Record list:
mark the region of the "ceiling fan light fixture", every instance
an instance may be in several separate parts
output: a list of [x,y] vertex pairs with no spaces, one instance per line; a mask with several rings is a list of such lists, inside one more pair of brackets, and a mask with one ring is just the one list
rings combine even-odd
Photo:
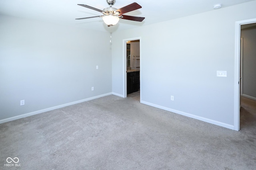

What the task requires: Reproduce the material above word for word, omitting the picture.

Response:
mark the region of the "ceiling fan light fixture", every instance
an instance may be in several separate parts
output: a list of [x,y] vertex pairs with no spaces, one instance per line; a mask with several rings is a list of such lists, inside one more pair of brackets, and a mask with one ring is just the one list
rings combine even-odd
Photo:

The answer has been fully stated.